-- TASK --
Of the entries below, restate word for word only the section that runs from the line with "Phrase: blurred face in crowd" to the line with "Phrase: flag fabric", counting both ends.

-- THE INPUT --
——
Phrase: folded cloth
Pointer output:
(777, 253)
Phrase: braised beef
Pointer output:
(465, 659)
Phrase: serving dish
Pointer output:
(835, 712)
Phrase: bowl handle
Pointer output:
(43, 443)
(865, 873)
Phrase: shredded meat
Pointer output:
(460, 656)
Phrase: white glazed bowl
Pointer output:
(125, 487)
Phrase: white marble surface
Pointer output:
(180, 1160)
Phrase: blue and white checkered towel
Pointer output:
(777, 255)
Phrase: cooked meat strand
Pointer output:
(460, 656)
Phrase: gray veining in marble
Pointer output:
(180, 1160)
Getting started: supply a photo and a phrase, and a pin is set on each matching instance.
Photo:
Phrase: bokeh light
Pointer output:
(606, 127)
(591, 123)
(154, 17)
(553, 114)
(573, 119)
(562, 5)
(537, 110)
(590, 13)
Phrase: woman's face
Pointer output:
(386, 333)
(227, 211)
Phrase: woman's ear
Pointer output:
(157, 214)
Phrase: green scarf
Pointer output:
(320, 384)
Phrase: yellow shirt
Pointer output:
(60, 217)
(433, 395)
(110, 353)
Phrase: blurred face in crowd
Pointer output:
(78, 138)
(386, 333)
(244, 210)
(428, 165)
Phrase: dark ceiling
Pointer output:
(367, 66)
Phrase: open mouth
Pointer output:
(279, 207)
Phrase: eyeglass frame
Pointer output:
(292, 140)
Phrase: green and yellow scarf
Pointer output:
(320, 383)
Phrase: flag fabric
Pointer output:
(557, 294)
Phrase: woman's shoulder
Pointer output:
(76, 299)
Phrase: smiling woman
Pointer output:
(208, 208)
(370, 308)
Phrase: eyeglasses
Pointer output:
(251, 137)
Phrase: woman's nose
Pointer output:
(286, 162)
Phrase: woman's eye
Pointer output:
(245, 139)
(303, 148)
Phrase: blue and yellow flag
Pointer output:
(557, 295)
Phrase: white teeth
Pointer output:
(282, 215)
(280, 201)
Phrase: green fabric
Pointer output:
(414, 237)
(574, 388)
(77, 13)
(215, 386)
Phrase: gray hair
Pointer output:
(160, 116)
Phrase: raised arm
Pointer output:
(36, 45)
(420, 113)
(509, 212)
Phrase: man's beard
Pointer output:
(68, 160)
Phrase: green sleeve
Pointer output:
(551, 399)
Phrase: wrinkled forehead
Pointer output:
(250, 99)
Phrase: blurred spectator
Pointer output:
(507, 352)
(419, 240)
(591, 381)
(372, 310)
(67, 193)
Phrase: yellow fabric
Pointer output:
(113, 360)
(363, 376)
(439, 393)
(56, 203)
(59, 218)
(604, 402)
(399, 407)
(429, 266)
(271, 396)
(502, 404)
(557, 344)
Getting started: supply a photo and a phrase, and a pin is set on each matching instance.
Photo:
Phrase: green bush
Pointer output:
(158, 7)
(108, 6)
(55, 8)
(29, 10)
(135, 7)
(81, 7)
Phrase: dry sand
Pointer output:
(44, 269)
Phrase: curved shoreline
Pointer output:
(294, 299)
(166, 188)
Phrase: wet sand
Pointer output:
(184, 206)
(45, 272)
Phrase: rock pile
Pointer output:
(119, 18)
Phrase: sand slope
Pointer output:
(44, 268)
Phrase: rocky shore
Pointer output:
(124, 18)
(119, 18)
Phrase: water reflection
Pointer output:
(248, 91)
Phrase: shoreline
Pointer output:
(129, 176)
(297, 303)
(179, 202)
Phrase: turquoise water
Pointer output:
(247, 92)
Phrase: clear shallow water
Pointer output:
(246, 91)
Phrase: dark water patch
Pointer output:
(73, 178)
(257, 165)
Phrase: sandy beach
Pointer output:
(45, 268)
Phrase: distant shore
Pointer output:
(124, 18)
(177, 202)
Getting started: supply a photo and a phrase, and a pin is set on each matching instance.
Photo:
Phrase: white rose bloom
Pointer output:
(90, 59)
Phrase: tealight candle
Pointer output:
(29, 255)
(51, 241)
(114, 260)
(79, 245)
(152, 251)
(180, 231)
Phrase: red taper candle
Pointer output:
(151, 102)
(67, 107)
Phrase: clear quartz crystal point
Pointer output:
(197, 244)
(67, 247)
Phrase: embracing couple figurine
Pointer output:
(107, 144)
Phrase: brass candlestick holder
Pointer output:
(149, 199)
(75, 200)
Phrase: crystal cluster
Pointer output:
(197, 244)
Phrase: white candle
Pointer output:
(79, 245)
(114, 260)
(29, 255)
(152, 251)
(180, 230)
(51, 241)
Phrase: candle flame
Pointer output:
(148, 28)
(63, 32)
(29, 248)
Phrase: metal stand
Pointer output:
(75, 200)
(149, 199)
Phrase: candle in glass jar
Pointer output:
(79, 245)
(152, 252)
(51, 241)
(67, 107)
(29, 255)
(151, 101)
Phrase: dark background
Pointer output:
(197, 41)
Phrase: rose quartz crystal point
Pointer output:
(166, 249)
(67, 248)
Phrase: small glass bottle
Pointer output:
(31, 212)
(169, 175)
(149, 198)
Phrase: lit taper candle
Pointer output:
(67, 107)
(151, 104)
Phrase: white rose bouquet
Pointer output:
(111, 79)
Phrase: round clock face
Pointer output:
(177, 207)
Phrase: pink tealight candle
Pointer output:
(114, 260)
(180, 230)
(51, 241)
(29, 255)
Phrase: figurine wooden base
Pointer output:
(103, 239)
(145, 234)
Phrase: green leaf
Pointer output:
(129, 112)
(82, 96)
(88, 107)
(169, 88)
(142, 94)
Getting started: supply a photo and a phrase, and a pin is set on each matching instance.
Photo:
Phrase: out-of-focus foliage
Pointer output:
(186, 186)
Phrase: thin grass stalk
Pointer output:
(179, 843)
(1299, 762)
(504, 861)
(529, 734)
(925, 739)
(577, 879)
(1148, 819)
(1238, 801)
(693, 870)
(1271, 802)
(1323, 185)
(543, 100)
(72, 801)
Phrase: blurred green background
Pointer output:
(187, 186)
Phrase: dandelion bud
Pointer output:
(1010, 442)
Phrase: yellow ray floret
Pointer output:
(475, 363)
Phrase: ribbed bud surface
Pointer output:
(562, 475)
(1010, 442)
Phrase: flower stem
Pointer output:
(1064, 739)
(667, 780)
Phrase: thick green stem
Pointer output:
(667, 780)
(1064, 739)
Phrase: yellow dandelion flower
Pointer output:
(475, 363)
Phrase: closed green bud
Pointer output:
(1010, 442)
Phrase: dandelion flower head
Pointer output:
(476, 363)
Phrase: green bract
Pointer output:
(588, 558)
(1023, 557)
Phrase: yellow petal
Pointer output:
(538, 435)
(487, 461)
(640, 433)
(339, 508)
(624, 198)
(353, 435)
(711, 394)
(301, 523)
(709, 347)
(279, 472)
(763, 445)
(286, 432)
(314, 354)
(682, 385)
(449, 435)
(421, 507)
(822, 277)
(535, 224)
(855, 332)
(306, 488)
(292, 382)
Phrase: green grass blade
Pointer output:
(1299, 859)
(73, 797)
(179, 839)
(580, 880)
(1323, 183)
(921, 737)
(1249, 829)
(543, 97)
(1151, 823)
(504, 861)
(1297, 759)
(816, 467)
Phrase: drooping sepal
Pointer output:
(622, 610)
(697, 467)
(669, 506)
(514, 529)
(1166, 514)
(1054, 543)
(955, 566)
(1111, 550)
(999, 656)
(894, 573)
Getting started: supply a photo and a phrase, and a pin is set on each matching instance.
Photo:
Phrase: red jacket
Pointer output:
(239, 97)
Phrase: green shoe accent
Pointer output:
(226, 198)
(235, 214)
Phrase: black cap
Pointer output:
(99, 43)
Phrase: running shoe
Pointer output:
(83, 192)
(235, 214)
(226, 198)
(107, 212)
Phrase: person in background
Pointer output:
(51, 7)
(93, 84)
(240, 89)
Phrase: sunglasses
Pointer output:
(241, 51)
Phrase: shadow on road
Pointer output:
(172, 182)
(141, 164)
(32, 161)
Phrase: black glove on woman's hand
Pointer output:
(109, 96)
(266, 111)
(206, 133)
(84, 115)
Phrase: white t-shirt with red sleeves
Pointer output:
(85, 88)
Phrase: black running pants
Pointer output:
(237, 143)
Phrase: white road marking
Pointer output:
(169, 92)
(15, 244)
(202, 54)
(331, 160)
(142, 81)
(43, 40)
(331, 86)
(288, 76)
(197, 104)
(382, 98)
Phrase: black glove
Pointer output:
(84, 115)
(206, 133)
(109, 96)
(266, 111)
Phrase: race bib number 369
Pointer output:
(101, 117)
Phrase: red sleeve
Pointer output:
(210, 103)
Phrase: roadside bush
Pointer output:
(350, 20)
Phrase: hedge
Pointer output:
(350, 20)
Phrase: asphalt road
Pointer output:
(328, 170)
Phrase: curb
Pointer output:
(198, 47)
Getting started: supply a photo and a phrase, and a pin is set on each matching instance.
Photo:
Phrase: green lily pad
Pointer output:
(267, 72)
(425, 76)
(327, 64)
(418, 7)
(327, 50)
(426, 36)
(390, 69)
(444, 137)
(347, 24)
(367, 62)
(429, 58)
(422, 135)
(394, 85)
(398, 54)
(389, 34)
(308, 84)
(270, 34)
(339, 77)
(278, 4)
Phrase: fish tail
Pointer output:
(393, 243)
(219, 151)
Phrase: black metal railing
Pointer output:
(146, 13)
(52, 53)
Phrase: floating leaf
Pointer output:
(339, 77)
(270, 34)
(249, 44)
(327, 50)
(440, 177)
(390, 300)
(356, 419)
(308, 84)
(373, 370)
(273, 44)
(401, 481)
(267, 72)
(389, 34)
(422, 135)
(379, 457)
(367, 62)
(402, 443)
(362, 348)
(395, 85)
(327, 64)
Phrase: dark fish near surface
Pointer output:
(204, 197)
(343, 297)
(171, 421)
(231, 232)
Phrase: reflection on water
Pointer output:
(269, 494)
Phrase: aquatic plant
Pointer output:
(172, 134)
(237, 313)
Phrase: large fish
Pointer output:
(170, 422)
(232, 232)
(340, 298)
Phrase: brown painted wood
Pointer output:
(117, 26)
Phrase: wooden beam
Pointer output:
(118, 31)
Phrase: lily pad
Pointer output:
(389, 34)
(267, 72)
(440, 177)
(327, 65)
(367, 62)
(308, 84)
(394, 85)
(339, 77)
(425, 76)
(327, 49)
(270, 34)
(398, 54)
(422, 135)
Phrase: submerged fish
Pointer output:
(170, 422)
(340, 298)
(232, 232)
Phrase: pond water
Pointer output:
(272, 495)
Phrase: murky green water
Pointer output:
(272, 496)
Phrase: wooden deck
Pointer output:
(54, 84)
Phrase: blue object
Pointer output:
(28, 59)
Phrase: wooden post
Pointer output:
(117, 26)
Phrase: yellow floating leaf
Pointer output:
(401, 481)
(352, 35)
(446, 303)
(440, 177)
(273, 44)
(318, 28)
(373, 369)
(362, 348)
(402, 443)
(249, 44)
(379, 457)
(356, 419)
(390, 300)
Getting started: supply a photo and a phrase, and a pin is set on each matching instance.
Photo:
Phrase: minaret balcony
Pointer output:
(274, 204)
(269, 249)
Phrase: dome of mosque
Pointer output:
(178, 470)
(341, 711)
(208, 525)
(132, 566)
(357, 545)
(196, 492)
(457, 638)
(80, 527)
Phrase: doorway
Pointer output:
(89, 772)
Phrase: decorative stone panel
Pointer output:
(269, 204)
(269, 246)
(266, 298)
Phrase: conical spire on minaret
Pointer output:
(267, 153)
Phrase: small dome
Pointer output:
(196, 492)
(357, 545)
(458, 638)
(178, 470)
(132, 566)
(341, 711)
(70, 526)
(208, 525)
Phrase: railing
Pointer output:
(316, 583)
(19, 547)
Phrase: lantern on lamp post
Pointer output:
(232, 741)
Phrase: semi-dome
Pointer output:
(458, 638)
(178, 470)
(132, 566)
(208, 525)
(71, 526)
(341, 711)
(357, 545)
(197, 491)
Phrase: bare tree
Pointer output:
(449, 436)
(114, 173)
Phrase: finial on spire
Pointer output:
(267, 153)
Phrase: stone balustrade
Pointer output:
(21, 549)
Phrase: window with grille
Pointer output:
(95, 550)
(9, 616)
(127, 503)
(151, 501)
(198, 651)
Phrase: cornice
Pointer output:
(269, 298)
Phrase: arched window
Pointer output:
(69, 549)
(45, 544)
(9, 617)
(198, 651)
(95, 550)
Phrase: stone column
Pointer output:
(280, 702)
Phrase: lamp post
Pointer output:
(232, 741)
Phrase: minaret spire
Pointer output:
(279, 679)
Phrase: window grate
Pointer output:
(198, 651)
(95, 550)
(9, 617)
——
-- RESULT FOR THIS TASK --
Phrase: blurred face in crowd
Pointer output:
(78, 138)
(386, 333)
(244, 210)
(428, 165)
Phrase: dark ceiling
Pointer output:
(367, 66)
Phrase: open mouth
Pointer output:
(279, 207)
Phrase: eyeglass frame
Pointer output:
(292, 140)
Phrase: green and yellow scarf
Pointer output:
(320, 383)
Phrase: flag fabric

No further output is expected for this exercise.